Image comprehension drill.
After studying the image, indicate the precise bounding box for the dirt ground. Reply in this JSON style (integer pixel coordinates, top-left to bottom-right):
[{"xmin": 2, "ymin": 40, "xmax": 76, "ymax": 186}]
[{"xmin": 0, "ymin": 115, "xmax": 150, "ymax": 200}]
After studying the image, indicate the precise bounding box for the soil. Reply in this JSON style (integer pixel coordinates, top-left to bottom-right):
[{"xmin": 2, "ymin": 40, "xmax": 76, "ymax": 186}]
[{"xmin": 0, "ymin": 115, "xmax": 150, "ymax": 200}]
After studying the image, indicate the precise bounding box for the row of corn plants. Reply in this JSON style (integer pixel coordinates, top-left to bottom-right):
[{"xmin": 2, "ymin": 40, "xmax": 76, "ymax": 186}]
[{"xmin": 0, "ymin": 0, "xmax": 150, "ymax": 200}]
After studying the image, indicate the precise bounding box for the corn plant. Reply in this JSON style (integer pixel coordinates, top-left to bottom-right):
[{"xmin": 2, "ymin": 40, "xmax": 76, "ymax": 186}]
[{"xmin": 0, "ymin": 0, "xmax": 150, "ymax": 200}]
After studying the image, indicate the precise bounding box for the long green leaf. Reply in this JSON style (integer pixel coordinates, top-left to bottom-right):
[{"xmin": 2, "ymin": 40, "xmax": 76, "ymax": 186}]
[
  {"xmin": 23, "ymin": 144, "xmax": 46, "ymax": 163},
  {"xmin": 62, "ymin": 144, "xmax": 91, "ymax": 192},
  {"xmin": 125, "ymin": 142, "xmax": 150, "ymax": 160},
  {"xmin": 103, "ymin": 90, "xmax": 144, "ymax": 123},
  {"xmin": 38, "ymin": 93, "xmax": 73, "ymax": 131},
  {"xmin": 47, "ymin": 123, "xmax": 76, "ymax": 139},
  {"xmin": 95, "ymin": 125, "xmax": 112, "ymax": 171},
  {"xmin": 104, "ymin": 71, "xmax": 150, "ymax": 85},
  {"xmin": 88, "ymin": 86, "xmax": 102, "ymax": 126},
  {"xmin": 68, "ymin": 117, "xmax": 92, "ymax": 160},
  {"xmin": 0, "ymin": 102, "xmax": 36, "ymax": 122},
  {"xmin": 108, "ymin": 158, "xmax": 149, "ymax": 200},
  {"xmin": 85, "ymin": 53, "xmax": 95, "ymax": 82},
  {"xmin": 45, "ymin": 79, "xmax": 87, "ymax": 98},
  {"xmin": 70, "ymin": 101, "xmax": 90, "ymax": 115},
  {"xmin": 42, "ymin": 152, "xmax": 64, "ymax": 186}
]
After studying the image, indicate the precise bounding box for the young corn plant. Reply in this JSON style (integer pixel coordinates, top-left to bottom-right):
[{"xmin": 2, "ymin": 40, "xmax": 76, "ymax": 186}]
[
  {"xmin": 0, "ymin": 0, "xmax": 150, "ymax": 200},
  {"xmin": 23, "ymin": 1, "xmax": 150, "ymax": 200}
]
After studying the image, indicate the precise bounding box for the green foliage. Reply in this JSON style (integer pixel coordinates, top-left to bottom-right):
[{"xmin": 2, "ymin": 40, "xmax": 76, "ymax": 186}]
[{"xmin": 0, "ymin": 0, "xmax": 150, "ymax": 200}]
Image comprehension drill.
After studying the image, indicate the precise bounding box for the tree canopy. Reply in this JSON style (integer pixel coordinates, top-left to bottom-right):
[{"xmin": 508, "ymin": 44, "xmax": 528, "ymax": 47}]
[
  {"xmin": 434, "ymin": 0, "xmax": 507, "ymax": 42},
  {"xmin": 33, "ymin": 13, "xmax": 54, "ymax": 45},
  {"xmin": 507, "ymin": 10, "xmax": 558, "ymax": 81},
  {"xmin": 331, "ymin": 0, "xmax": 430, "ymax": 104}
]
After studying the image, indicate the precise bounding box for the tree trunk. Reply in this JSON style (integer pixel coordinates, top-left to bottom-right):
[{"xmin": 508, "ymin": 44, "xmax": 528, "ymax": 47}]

========================

DO THIS
Please pick out every line of the listing above that contains the string "pixel", and copy each one.

IN RESPONSE
After studying the image, indicate the precise bounding box for the dirt ground. Reply in this JSON style (integer pixel coordinates, top-left to bottom-right):
After studying the image, indicate the precise bounding box for the soil. Reply in this JSON style (integer pixel coordinates, top-left to bottom-right):
After studying the image, indicate the precise bounding box for the row of corn plants. Reply in this JSON style (integer pixel coordinates, top-left to bottom-right):
After studying the image, indicate the precise bounding box for the corn plant. Reply in this JSON style (integer pixel coordinates, top-left to bottom-right):
After studying the image, indicate the precise bounding box for the long green leaf. Reply in this JSON style (integer pixel coordinates, top-left to bottom-right):
After studying the image, indicate the precise bounding box for the young corn plant. Reply in this JSON style (integer pixel coordinates, top-left to bottom-right):
After studying the image, indicate the precise bounding box for the green foliage. Reply in this JSON style (integer pixel coordinates, top-left to bottom-right):
After studying the image, indicate the precise bounding box for the tree canopy. Reply in this JSON style (integer pixel coordinates, top-left to bottom-right):
After studying the image, indicate the precise bounding box for the tree trunk. Reply in this JSON style (integer pixel coordinates, top-left to bottom-right):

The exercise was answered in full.